### [Task statement]
Convert every line of the records below into a JSON list of strings, one string per line, skipping blank lines and leaving out the pictures.

-- begin --

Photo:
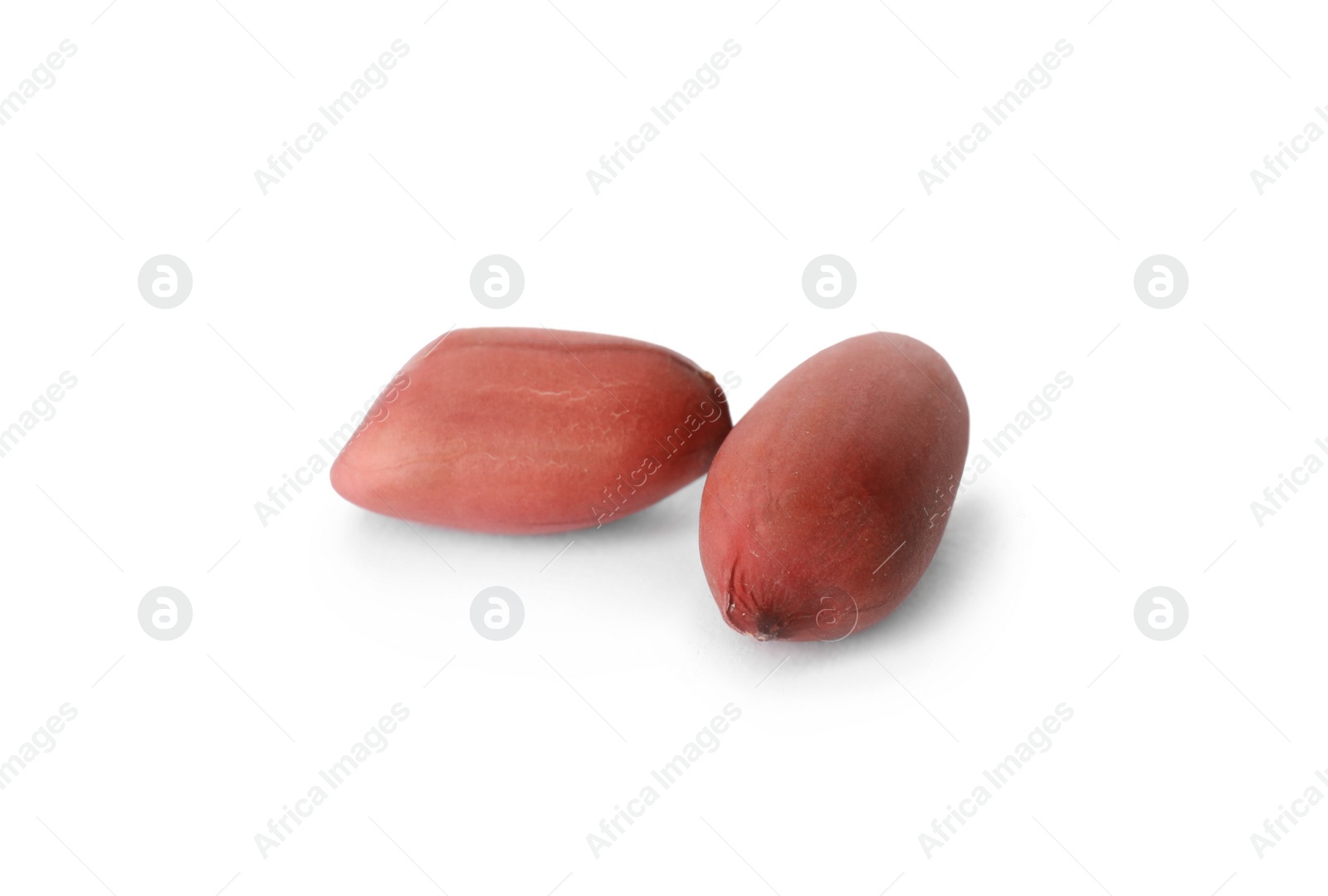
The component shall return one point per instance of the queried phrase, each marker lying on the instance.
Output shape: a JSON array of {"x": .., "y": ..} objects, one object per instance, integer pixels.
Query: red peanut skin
[
  {"x": 853, "y": 455},
  {"x": 526, "y": 431}
]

-- end --

### [Worked answer]
[
  "Photo:",
  "The component shall return one point per instance of the queried phrase, each marker lying on the instance.",
  "Output shape: a JSON array of {\"x\": .., \"y\": ..} objects, one object per instance, integer pixels.",
  "Query: red peanut skin",
  "[",
  "  {\"x\": 853, \"y\": 455},",
  "  {\"x\": 526, \"y\": 431}",
  "]"
]